(SELECTED EXCERPT)
Since the days of Battlefield 1943, (and even earlier, if we go back to Battlefield’s PC-only origin), the “Kill-Death” ratio has long ruled the bombed-out wastelands of the Battlefield universe without pity, and rightfully so. Fighter games were built upon the fundamental duality of Killing versus Dying. Thus, whether it is represented in the brutal, graphic harmony of games like Street Fighter and Mortal Kombat, or in the head spinning, make you want to vomit, flight-fighters like the immortal Red Baron franchise: Kill and Death are Yin and Yang, the essence of all fighters (see Figure 1).
But times are changing. There are a lot of ways to make BOOM Salad, and the role of Kill versus Death, while still the KING of the First Person Shooter (FPS), is no longer adequate as the only assessment of a player’s effectiveness on the Battlefield, not since the emergence of what I call the “killing machine (see Figure 2).”
This type of player is easily represented, and perhaps unfairly so, by the sniper lying camouflaged by rock, 400 meters away from the frontlines, loading up on their Kill/Death and Spotting scores. He may die once a round, but his Kills will be way up there. Even more deadly, are the jet or helicopter fighters who have no airborne rivals and populate servers where the infamous twins, IGLA and her sister STINGER, are banned. These, “killing machines,” be they on the ground or in the air can dominate a round-squad score without blinking their eyes (and I mean that literally, see Figure 3).
“Killing machines” may have high Kills versus Deaths but their contribution to the winning or losing, my definition for “Battle Effectiveness” is suspect. This leads us to the notion of quality kills and, even more controversially, quality deaths.
It cannot be disputed that killing a player and thereby reducing the number of combatants on the enemy’s team, in addition to taking a ticket, is NEVER a bad thing. But some kills do more good than others; and it is my contention, so do some deaths.
Imagine you are a Combat Medic defending Bravo and just as you revive two of your team and deliver a medic bag, you are killed. But because of your sacrifice one in your team survives to disarm the bomb, and your team wins the round. I call that a “quality death,” and there are numerous other examples I could refer to involving all of the various loadouts.
Unfortunately, there is no direct way to measure either quality Kills or Deaths. Clearly, Skill has something to do with the matter, but it still seems too heavily weighted on Kills v. Deaths to be reliable. To find out how effective a player is in a round, we need to decouple the Kills and Deaths from the final score. What’s left over is comprised primarily of points the player earned from ribbons and medals, rewards for going above and beyond to help the team win.
Measuring these activities apart from Kills and Deaths reveals a very different picture of a player’s overall performance, their “Battlefield Efficiency.” The formula is simple: add the number of kills and deaths at the end of the round, multiply by 100, and subtract from your total score.
Total Score – 100(Kills + Deaths)
The remainder is what I call the, “Battlefield Efficiency Rating (BER),” which when used in conjunction with the total Kills and Deaths, gives a more complete view of a player’s effectiveness during a round. The table below is based on a recent game in which my Kill versus Death ratio was better than the majority of my teammates, and yet, as my BER suggests, I wasn’t very effective.
(End SELECTED EXCERPT)
(DATA EXTRACTS)
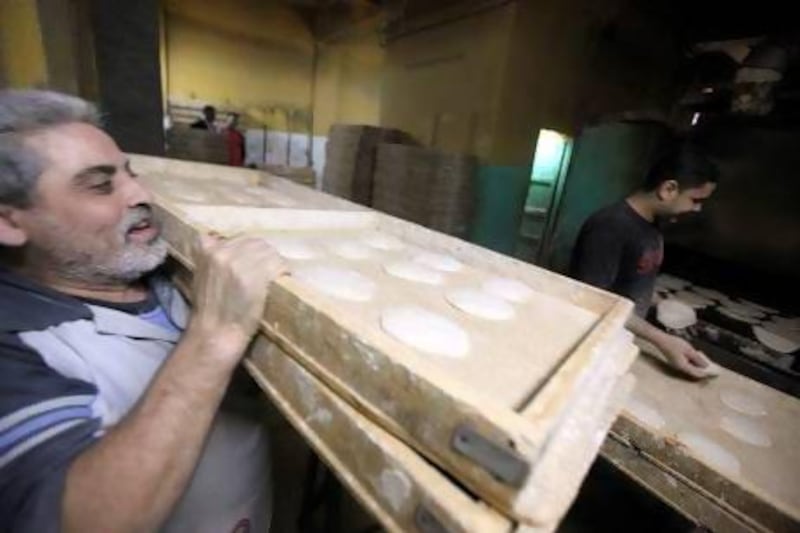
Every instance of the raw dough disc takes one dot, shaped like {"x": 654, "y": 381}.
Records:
{"x": 481, "y": 304}
{"x": 694, "y": 300}
{"x": 352, "y": 250}
{"x": 710, "y": 293}
{"x": 337, "y": 282}
{"x": 425, "y": 331}
{"x": 745, "y": 430}
{"x": 443, "y": 262}
{"x": 759, "y": 307}
{"x": 411, "y": 271}
{"x": 743, "y": 403}
{"x": 292, "y": 248}
{"x": 743, "y": 310}
{"x": 735, "y": 315}
{"x": 671, "y": 282}
{"x": 508, "y": 289}
{"x": 645, "y": 413}
{"x": 776, "y": 342}
{"x": 383, "y": 242}
{"x": 675, "y": 314}
{"x": 711, "y": 453}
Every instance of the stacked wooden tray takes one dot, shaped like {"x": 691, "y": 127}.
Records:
{"x": 724, "y": 451}
{"x": 492, "y": 430}
{"x": 350, "y": 159}
{"x": 426, "y": 186}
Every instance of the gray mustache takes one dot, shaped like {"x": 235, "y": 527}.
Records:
{"x": 136, "y": 215}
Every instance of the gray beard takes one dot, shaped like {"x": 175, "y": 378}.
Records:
{"x": 130, "y": 264}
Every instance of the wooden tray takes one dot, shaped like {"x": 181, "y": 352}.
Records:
{"x": 764, "y": 493}
{"x": 490, "y": 425}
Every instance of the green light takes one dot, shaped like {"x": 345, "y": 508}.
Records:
{"x": 547, "y": 159}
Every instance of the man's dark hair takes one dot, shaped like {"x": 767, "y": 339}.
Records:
{"x": 687, "y": 166}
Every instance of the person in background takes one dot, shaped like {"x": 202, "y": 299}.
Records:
{"x": 235, "y": 142}
{"x": 620, "y": 248}
{"x": 207, "y": 122}
{"x": 111, "y": 388}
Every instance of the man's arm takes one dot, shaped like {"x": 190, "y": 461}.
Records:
{"x": 131, "y": 478}
{"x": 679, "y": 353}
{"x": 596, "y": 261}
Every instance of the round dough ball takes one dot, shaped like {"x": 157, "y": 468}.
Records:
{"x": 508, "y": 289}
{"x": 735, "y": 315}
{"x": 443, "y": 262}
{"x": 775, "y": 341}
{"x": 675, "y": 314}
{"x": 694, "y": 300}
{"x": 337, "y": 282}
{"x": 411, "y": 271}
{"x": 426, "y": 331}
{"x": 711, "y": 453}
{"x": 481, "y": 304}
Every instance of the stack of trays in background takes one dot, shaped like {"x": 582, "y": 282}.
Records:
{"x": 196, "y": 145}
{"x": 449, "y": 387}
{"x": 350, "y": 159}
{"x": 425, "y": 186}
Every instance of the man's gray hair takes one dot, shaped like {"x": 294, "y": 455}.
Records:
{"x": 23, "y": 112}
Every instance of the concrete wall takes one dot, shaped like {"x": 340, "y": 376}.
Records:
{"x": 571, "y": 61}
{"x": 442, "y": 83}
{"x": 261, "y": 59}
{"x": 237, "y": 53}
{"x": 486, "y": 81}
{"x": 22, "y": 56}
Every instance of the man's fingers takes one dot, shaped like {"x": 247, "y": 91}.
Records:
{"x": 698, "y": 358}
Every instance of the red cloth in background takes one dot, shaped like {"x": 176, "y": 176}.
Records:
{"x": 235, "y": 142}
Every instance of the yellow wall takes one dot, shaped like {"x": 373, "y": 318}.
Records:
{"x": 21, "y": 47}
{"x": 237, "y": 54}
{"x": 442, "y": 84}
{"x": 348, "y": 78}
{"x": 486, "y": 83}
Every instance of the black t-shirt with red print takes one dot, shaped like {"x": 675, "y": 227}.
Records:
{"x": 620, "y": 251}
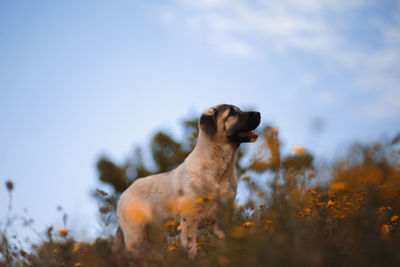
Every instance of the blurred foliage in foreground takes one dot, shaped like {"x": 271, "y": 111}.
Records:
{"x": 346, "y": 214}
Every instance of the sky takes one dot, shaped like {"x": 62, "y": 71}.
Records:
{"x": 81, "y": 79}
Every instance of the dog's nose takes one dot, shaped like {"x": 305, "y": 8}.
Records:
{"x": 257, "y": 117}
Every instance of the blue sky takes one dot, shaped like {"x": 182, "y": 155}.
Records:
{"x": 83, "y": 78}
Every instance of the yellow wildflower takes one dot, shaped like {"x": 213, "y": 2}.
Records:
{"x": 248, "y": 223}
{"x": 223, "y": 261}
{"x": 63, "y": 231}
{"x": 205, "y": 198}
{"x": 169, "y": 224}
{"x": 339, "y": 186}
{"x": 386, "y": 228}
{"x": 381, "y": 210}
{"x": 307, "y": 211}
{"x": 245, "y": 177}
{"x": 299, "y": 149}
{"x": 138, "y": 212}
{"x": 330, "y": 203}
{"x": 238, "y": 232}
{"x": 274, "y": 130}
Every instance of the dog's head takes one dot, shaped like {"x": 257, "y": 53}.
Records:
{"x": 230, "y": 123}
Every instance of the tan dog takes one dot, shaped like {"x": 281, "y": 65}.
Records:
{"x": 208, "y": 171}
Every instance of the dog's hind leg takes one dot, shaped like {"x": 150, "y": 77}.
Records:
{"x": 134, "y": 239}
{"x": 189, "y": 235}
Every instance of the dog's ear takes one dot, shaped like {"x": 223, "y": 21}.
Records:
{"x": 208, "y": 122}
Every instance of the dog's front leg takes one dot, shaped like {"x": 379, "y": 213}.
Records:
{"x": 189, "y": 235}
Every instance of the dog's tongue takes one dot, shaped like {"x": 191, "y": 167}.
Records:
{"x": 250, "y": 134}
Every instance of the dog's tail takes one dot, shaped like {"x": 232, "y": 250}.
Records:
{"x": 119, "y": 243}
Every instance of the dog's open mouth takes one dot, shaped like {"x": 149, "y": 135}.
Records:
{"x": 250, "y": 135}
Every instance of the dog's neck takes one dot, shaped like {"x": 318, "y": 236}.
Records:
{"x": 216, "y": 153}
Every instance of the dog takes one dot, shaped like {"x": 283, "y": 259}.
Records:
{"x": 183, "y": 194}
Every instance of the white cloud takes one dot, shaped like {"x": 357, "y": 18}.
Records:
{"x": 327, "y": 29}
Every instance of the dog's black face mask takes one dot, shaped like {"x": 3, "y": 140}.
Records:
{"x": 229, "y": 121}
{"x": 242, "y": 130}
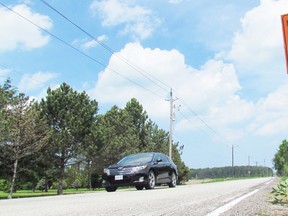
(End DATA EXTRACTS)
• PROBLEM STATEMENT: Copy the Battlefield scoring text again, starting at "Measuring these activities" and ending at "wasn’t very effective.", and swap "round" for "match".

• SOLUTION FOR THIS TASK:
Measuring these activities apart from Kills and Deaths reveals a very different picture of a player’s overall performance, their “Battlefield Efficiency.” The formula is simple: add the number of kills and deaths at the end of the match, multiply by 100, and subtract from your total score.
Total Score – 100(Kills + Deaths)
The remainder is what I call the, “Battlefield Efficiency Rating (BER),” which when used in conjunction with the total Kills and Deaths, gives a more complete view of a player’s effectiveness during a match. The table below is based on a recent game in which my Kill versus Death ratio was better than the majority of my teammates, and yet, as my BER suggests, I wasn’t very effective.